CONSIGNES ::
• 1. Relevez, sans répétition et dans l'ordre croissant, toutes les années écrites en chiffres dans la source sur les relations entre le Japon et la Corée.
• 2. D'après la source, pendant combien de temps l'expédition conduite par le Chogoun Yedeyochi ravagea-t-elle la Corée ?

SOURCE ::
»»

Historiquement, il allègue qu’au iiie siècle avant l’ère chrétienne, l’impératrice régente Jingo ou Dzingou conduisit une expédition en Corée et soumit ce pays.

Aujourd’hui encore, dans le temple de Amatérasou, à Kobé, on montre un fragment du casque de Dzingou. (Je l’ai vu.) Depuis ce temps jusqu’à la fin du xive siècle, des ambassades de tribut furent envoyées régulièrement tous les ans de Fousan à la cour du Mikado ou du Chogoun.

Mais, à partir de 1392, quand la Chine eut aidé la dynastie de Ni-Taï-Djo ou de Han à s’installer sur le trône de Corée, les relations avec le Japon s’espacèrent, et à partir de 1460, cessèrent complètement. Pour ressaisir la position, le Chogoun Yedeyochi, après une assemblée solennelle (plaid), tenue à Mijadjima, île près de Hirochima, où la salle qu’il fit construire existe encore, conduisit une expédition qui ravagea la Corée de bout en bout pendant six ans (1592-1598), et laissa dans ce pays une rancune ineffaçable contre les Japonais.

Les Chinois les repoussèrent en 1598, et les relations cessèrent de nouveau pendant vingt ans entre la Corée et le Japon.

En 1618, elles recommencèrent avec la venue d’une ambassade coréenne au Japon. En 1623, le Chogoun redemanda le tribut, et malgré la complète subordination de la Corée à la Chine, à dater de 1637 (sous la dynastie mandchoue), les missions coréennes recommencèrent à faire tous les ans une excursion à Tokyo. Les Japonais les défrayaient absolument de toutes leurs dépenses ; en retour, leur orgueil se repaissait des compliments qui leur étaient prodigués.

««

DONNÉES FOURNIES ::
»»

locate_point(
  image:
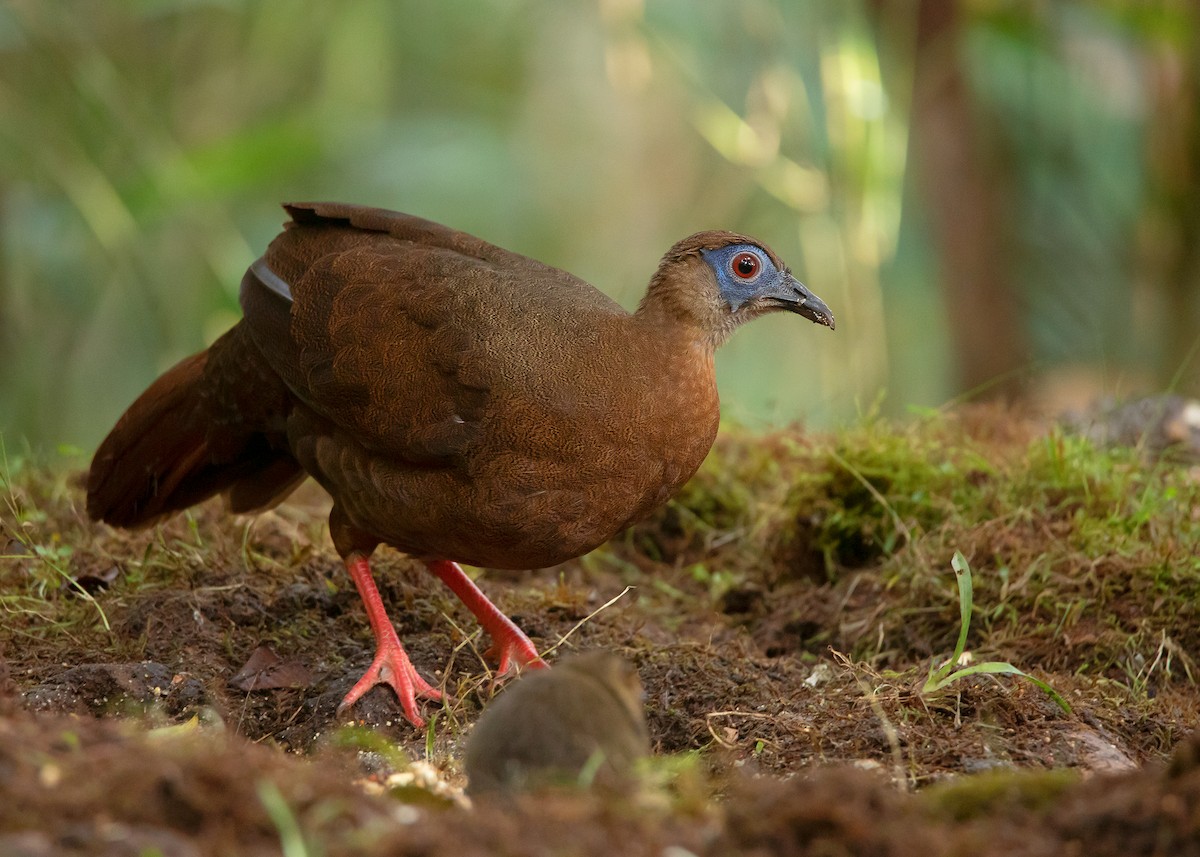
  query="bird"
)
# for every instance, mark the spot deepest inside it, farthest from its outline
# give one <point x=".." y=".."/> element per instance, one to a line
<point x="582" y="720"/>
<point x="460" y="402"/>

««
»»

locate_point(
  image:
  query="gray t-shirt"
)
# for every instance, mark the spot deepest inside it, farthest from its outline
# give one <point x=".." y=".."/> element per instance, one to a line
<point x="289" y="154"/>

««

RÉPONSES FOURNIES ::
• 1. 1392, 1460, 1592, 1598, 1618, 1623, 1637

• 2. Pendant six ans, de 1592 à 1598.